[EXERCISES TO COMPLETE]
1. In the abstract below on the Candida rugosa lipase, what reason do the authors give for performing an MS analysis of the protein's sugar moieties?
2. List every property of the lipase that the title of the abstract below says was studied by Fourier-transform infrared spectroscopy.
3. Answer these questions about the Candida rugosa lipase abstract below.
(a) In which organism was the recombinant protein produced?
(b) What change was seen in the 1200-900 cm(-1) band after enzymic deglycosylation?
(c) What range of mannose residues did the glycosidic structures contain?

Secondary structure, conformational stability and glycosylation of a recombinant Candida rugosa lipase studied by Fourier-transform infrared spectroscopy

The secondary structure of lipase I from Candida rugosa, a model system for large monomeric enzymes, has been studied by FTIR (Fourier-transform infrared) spectroscopy in water and (H2O)-H-2. The secondary structure content, determined by the analysis of the amide I band absorption through second derivative and curve fitting procedures, is in agreement with that estimated by X-ray data and predicts, in addition, the existence of two classes of a-helices. We have also investigated the enzyme stability and aggregation at high temperature by following the protein unfolding. The thermal stability determined by FTIR is in excellent agreement with the temperature dependence of the lipase activity. Furthermore, new insights on the glycosylation of the recombinant protein produced in Pichia pastoris and on its heterogeneity related to different fermentation batches were obtained by the analysis of the IR absorption in the 1200-900 cm(-1) carbohydrate region. A drastic reduction of the intensity of this band was found after enzymic deglycosylation of the protein. To confirm that the FTIR absorption in the 1200-900 cm(-1) region depends on the carbohydrate content and glycoform distribution, we performed an MS analysis of the protein sugar moieties. Glycosidic structures of the high mannose type were found, with mannoses ranging from 8 to 25 residues.

[DATA SHOWN]
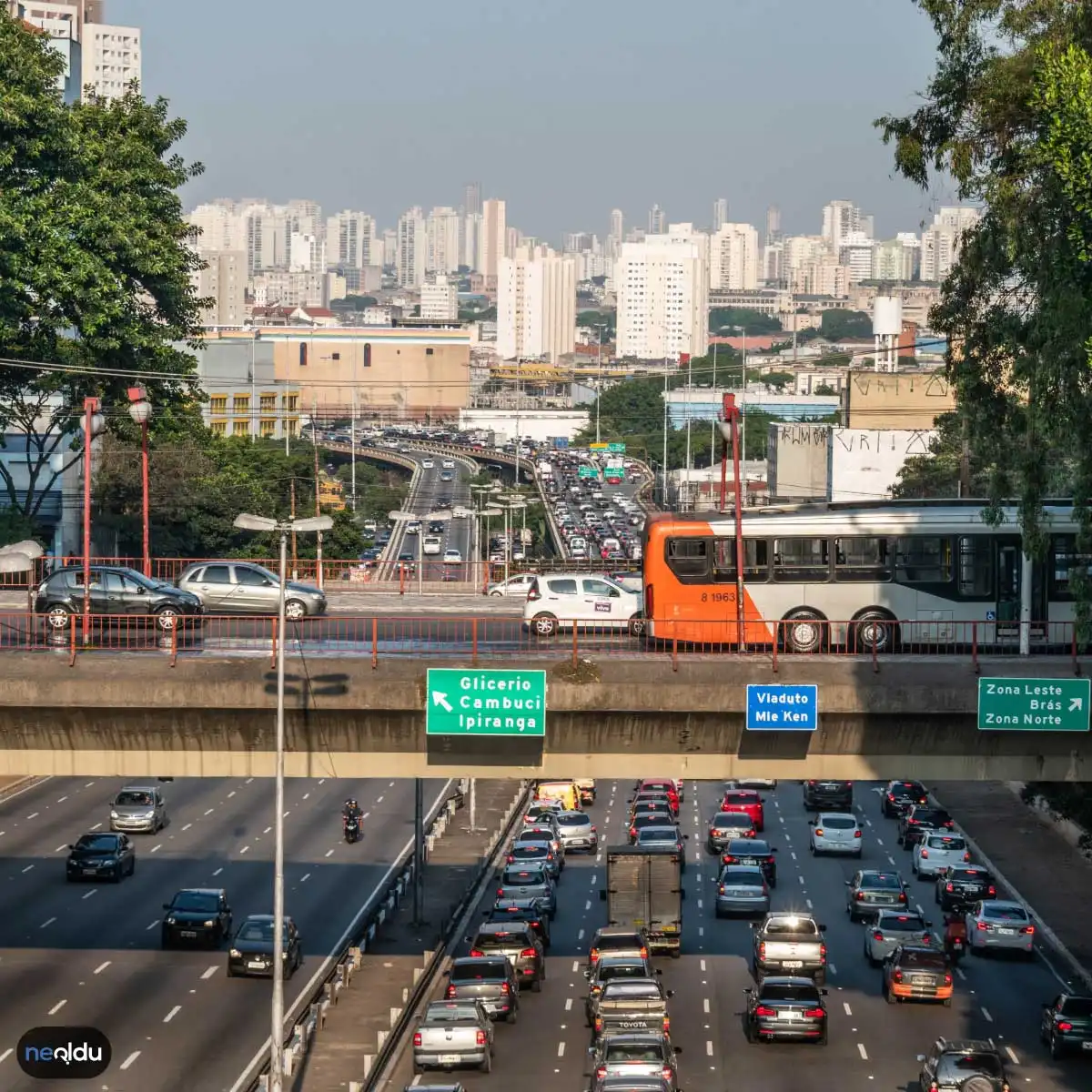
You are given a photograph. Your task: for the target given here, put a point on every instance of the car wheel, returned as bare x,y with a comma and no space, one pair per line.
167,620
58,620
--
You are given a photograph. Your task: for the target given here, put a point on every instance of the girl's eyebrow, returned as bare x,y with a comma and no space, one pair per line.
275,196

[TASK RESULTS]
1. They performed it to confirm that the FTIR absorption in the 1200-900 cm(-1) region depends on the protein's carbohydrate content and glycoform distribution.

2. Secondary structure, conformational stability, glycosylation

3.
(a) Pichia pastoris
(b) Its intensity was drastically reduced.
(c) From 8 to 25 residues